[Opening INPUT DATA section]
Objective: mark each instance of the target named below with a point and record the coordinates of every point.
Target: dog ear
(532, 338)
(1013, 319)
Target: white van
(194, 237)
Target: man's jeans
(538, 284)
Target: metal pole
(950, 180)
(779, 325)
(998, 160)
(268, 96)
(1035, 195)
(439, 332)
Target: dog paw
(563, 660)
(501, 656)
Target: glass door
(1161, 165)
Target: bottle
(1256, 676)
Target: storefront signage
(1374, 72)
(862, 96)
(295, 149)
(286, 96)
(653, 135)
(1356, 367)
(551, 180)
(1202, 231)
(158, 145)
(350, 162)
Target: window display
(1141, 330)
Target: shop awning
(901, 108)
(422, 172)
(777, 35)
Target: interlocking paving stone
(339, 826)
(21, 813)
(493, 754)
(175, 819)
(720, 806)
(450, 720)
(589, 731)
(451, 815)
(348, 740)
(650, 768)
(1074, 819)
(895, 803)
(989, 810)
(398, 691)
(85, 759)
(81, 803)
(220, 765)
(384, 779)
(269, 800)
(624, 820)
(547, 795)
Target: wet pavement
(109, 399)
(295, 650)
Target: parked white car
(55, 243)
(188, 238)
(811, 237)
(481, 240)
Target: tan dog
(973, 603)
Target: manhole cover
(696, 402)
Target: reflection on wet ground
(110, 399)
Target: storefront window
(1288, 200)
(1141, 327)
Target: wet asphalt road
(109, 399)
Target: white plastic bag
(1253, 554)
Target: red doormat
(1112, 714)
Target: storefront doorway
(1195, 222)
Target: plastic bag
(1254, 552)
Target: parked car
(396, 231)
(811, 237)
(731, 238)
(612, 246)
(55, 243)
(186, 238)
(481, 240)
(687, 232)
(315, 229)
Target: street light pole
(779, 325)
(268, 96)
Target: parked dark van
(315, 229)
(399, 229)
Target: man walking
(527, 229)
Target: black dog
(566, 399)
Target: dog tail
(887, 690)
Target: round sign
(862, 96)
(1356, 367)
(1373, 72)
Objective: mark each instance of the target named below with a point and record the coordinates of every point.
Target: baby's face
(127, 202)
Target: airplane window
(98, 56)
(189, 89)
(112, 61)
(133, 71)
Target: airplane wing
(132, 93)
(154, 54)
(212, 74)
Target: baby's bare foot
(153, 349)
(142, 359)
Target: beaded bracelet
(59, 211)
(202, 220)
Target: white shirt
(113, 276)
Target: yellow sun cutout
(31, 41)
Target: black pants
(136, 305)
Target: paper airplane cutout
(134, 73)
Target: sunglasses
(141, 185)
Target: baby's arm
[Closing INPUT DATA section]
◆ **PROBLEM DETAILS**: Print precisely the lines from the one with "Target: wet asphalt road" through the end of the data above, adding nothing.

◆ **YOUR RESPONSE**:
Target: wet asphalt road
(109, 399)
Target: white plastic bag
(1253, 554)
Target: red doormat
(1112, 714)
Target: storefront doorway
(1195, 222)
Target: plastic bag
(1254, 552)
Target: parked car
(396, 231)
(811, 237)
(731, 238)
(612, 246)
(55, 243)
(186, 238)
(481, 240)
(687, 232)
(315, 229)
Target: street light pole
(779, 325)
(268, 96)
Target: parked dark van
(315, 229)
(399, 229)
Target: man walking
(527, 229)
Target: black dog
(566, 399)
Target: dog tail
(887, 690)
Target: round sign
(862, 96)
(1356, 367)
(1373, 72)
Objective: mark each instance of the target named below with a point and record the coordinates of every point.
Target: baby's face
(127, 202)
Target: airplane window
(98, 56)
(189, 89)
(112, 61)
(133, 71)
Target: airplane wing
(132, 93)
(154, 54)
(212, 74)
Target: baby's bare foot
(153, 349)
(142, 359)
Target: beaded bracelet
(59, 211)
(202, 220)
Target: white shirt
(113, 276)
Target: yellow sun cutout
(31, 41)
Target: black pants
(136, 305)
Target: paper airplane cutout
(134, 73)
Target: sunglasses
(141, 185)
Target: baby's arm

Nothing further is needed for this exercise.